WHAT THIS TASK INVOLVES
Transcribe each line below without altering anything.

Point-per-instance localization data

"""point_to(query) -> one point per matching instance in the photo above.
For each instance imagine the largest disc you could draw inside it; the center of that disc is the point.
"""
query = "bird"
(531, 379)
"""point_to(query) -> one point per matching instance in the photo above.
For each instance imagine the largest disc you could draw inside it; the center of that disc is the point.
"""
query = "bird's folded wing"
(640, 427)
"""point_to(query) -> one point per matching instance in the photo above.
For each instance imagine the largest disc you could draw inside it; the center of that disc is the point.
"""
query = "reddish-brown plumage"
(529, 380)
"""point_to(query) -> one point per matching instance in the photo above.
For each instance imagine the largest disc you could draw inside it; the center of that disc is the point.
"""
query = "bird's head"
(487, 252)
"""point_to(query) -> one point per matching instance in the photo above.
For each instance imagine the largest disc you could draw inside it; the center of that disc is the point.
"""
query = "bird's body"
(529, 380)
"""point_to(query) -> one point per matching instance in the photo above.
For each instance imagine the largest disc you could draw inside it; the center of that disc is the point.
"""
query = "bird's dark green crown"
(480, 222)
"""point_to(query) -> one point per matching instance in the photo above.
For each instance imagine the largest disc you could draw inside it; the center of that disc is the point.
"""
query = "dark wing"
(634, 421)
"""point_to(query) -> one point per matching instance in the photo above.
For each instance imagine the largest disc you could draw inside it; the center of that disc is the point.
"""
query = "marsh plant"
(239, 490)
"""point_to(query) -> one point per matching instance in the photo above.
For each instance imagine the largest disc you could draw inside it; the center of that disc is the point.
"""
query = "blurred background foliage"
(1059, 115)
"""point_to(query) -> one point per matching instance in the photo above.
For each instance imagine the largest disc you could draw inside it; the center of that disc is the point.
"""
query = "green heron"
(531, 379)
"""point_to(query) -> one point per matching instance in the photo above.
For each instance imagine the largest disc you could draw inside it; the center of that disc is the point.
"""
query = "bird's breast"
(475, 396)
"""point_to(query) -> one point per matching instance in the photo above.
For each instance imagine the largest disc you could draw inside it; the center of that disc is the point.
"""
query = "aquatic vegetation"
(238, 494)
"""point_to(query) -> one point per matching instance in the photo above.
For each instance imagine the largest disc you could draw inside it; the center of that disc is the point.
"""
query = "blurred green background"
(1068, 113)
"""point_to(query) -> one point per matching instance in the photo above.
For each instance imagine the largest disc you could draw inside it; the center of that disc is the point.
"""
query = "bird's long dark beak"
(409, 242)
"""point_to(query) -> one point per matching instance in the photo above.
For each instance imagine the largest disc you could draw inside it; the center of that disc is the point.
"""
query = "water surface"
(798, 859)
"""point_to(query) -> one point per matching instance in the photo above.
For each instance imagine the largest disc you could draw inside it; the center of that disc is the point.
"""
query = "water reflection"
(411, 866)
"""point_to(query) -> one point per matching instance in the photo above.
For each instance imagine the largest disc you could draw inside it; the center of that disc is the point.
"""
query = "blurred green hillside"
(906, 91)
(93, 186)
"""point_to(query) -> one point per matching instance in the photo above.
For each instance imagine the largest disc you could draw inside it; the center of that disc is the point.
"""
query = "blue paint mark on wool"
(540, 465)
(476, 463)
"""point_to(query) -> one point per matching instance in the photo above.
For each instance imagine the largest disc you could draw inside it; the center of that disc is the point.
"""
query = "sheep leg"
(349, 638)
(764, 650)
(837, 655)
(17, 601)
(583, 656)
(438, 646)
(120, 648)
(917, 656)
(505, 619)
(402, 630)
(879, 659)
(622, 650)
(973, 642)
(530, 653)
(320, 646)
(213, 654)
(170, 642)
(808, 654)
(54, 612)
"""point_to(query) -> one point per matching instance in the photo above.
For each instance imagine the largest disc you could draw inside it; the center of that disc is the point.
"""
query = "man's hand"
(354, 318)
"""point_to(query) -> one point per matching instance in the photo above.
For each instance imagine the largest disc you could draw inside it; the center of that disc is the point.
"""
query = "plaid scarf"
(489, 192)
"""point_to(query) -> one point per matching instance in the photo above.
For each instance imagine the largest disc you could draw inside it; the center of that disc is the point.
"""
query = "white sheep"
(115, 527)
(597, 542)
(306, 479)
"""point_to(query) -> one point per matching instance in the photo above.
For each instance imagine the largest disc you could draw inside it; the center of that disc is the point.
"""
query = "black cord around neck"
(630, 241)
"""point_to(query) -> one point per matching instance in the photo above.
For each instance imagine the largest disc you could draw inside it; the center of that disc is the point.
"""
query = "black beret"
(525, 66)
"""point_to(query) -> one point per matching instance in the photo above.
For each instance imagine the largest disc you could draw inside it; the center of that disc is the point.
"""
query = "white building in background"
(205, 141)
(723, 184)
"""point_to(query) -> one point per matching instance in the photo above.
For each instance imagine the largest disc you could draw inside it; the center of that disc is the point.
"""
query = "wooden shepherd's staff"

EXERCISE RESULT
"""point_to(query) -> one point per matching instance in the photo above.
For each instance imagine the largest disc you could draw inside it; the center of that disc is the point.
"""
query = "bird"
(531, 379)
"""point_to(query) -> one point per matching instance in the photo above.
For each instance imagine the largest disc you could draw inside it; the center of that disc is the point.
"""
query = "bird's folded wing"
(640, 427)
"""point_to(query) -> one point per matching instance in the photo above.
For each instance imagine the largest disc you could draw inside it; the center of that disc is the point.
"""
query = "reddish-brown plumage"
(529, 380)
"""point_to(query) -> one point per matching instance in the photo above.
For each instance imagine the largest disc you could draw inside it; the center of that disc is the point.
"""
query = "bird's head"
(487, 252)
"""point_to(query) -> one point per matching instance in the photo above.
For each instance imagine the largest disc you could draw inside it; the center of that disc is the point.
"""
query = "bird's body"
(529, 380)
"""point_to(query) -> one point per matching instance in the photo above.
For each instance imagine the largest disc you could draw inside it; the center of that disc is the point.
"""
query = "bird's dark green crown"
(480, 222)
"""point_to(query) -> one point per matching instance in the photo above.
For each instance imagine the largest disc you could draw inside it; the center of that disc is the point.
"""
query = "dark wing"
(634, 421)
"""point_to(query) -> one point per matching instance in the photo above.
For each instance imagine the largest disc you could draw inside it; the center of that disc is the point.
"""
query = "marsh plant"
(239, 490)
"""point_to(query) -> one point per matching instance in the photo above.
For each instance imagine the largest disc you could draw inside it; the center of that disc is the point.
"""
query = "blurred background foliage"
(1059, 115)
"""point_to(query) -> one point per matching instance in the photo above.
For each instance imagine the largest disc you could draw inside it; the center of that disc is the point.
"""
query = "green heron"
(531, 379)
"""point_to(query) -> one point per matching instance in the photo above.
For each instance imagine the largest disc you could draw inside it; the center of that disc is the point.
"""
query = "bird's breast"
(475, 396)
"""point_to(query) -> one point per matching instance in the photo above.
For each instance imagine the largest disc you could draw inside it; the center of that disc is the point.
"""
query = "aquatic vegetation"
(238, 494)
"""point_to(query) -> one point per matching instance in the photo above.
For each instance imagine the largest disc you could draw inside it; the center of that disc is the point.
"""
query = "blurred green background"
(1068, 113)
"""point_to(query) -> one point per matching instance in the photo above.
For each instance imagine the largest disc you could draw inside it; the center of that disc is the point.
"""
query = "bird's long dark beak"
(409, 242)
"""point_to(query) -> one point per matching instance in the photo above.
For each instance imagine the largest disc you could draw inside it; the center of that disc is the point.
"""
query = "water surface"
(798, 859)
"""point_to(query) -> one point per matching instance in the photo above.
For each instance imagine the largest disc you could draw inside it; the center of that disc is the point.
"""
query = "water reflection"
(411, 866)
"""point_to(query) -> one point per matching instance in the photo above.
For each instance imagine the largest disc you could draw inside it; the center of that disc is the point.
"""
query = "blurred green hillside"
(906, 91)
(93, 186)
"""point_to(query) -> one point per matching instance in the photo above.
For each instance imagine the largest disc you could draw inside it; the center of that disc is the point.
"""
query = "blue paint mark on wool"
(540, 465)
(476, 463)
"""point_to(query) -> one point per matching instance in the photo above.
For each instance imagine the largest disc you could draw inside it; the center of that disc is the point.
"""
query = "sheep leg"
(349, 638)
(764, 650)
(837, 655)
(17, 601)
(583, 656)
(438, 646)
(120, 648)
(917, 656)
(505, 619)
(402, 630)
(879, 659)
(622, 650)
(973, 642)
(530, 653)
(320, 646)
(213, 654)
(170, 642)
(808, 654)
(54, 612)
"""point_to(query) -> one point per matching instance in the photo above.
For each instance imagine the largest disc you could draw inside it; the center of that disc is the point.
"""
query = "man's hand"
(354, 318)
"""point_to(query) -> one point per matching instance in the photo above.
For each instance imagine the largest disc you could draw inside it; the center of that disc is the point.
"""
query = "plaid scarf"
(489, 192)
"""point_to(query) -> one point per matching instance in the photo above.
For each instance imagine the largest disc you could draw inside it; the center of that disc is the point.
"""
query = "white sheep"
(115, 527)
(597, 542)
(306, 479)
"""point_to(query) -> one point per matching instance in the photo above.
For each instance imagine the largest disc you could draw inside it; the center of that disc is the point.
"""
query = "black cord around neck"
(630, 241)
"""point_to(query) -> one point per matching instance in the photo above.
For each instance imagine the largest disc you could draw inside it; the center of that disc is the point.
"""
query = "black beret"
(525, 66)
"""point_to(query) -> one point per matching instance in the photo above.
For each instance imagine the largest disc you could draw inside it; the center of that disc is the point.
"""
query = "white building in background"
(205, 141)
(723, 184)
"""point_to(query) -> one point per matching instance in the photo above.
For each instance imagine the largest disc you could draw inside it; the center of that disc is the point.
"""
query = "wooden shepherd's staff"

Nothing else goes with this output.